*Work task:* Could you update the data below by replacing each "rough mask" with "coarse mask" and keeping everything else the same?

Stored data
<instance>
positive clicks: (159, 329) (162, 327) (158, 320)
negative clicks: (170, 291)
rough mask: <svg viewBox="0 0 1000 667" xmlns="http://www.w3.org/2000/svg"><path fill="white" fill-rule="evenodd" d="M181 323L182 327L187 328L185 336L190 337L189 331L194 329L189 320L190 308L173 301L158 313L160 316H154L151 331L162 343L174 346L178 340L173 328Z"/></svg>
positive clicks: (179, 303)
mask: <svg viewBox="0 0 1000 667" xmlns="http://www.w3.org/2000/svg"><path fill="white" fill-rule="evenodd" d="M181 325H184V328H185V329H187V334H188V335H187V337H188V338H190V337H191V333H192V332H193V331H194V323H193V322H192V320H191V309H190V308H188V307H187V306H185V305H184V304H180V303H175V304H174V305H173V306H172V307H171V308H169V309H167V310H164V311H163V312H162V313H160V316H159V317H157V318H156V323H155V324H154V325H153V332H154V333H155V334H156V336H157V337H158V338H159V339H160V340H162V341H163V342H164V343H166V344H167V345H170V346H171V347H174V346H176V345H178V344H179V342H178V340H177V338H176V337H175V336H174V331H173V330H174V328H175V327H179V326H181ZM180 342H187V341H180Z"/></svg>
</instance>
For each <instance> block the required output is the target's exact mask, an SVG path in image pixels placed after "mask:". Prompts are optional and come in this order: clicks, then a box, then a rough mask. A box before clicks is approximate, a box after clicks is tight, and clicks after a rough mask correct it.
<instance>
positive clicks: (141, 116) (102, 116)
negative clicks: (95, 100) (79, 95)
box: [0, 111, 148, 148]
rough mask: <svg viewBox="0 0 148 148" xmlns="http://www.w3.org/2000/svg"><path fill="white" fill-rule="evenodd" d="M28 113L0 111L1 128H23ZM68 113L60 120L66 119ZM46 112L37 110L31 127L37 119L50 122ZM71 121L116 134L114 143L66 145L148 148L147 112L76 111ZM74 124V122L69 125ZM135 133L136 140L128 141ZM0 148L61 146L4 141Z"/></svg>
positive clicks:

*Result of this task:*
<instance>
positive clicks: (159, 329) (162, 327) (158, 320)
negative clicks: (170, 291)
coarse mask: <svg viewBox="0 0 1000 667" xmlns="http://www.w3.org/2000/svg"><path fill="white" fill-rule="evenodd" d="M181 323L182 327L187 328L185 336L190 337L189 331L194 329L189 320L190 308L173 301L158 313L160 316H154L151 331L162 343L174 346L178 340L173 328Z"/></svg>
positive clicks: (179, 303)
mask: <svg viewBox="0 0 1000 667" xmlns="http://www.w3.org/2000/svg"><path fill="white" fill-rule="evenodd" d="M181 325H184V328H185V329H187V334H188V335H187V337H188V338H190V337H191V333H192V332H193V331H194V323H193V322H192V320H191V309H190V308H188V307H187V306H185V305H184V304H180V303H175V304H174V305H173V306H172V307H171V308H169V309H167V310H164V311H163V312H162V313H160V316H159V317H157V318H156V323H155V324H154V325H153V332H154V333H155V334H156V336H157V337H158V338H159V339H160V340H162V341H163V342H164V343H166V344H167V345H170V346H171V347H174V346H176V345H178V344H179V342H178V340H177V338H176V337H175V336H174V331H173V330H174V328H175V327H179V326H181ZM180 342H187V341H180Z"/></svg>
</instance>
For each <instance> block the required output is the target's exact mask, an SVG path in image pixels placed after "mask:". Prompts are optional and come in this order: clicks, then a box, then a coarse mask. A box before clicks is approximate, a box after clicks is tight, and clicks after a coarse mask correct it.
<instance>
positive clicks: (141, 116) (102, 116)
negative clicks: (95, 100) (79, 95)
box: [0, 111, 148, 148]
coarse mask: <svg viewBox="0 0 148 148" xmlns="http://www.w3.org/2000/svg"><path fill="white" fill-rule="evenodd" d="M28 113L0 111L1 128H23ZM68 113L60 120L66 119ZM46 112L37 110L31 127L37 119L50 122ZM71 121L116 134L114 143L66 145L148 148L147 112L76 111ZM74 124V122L69 125ZM135 133L136 140L128 141ZM0 148L61 146L4 141Z"/></svg>
positive clicks:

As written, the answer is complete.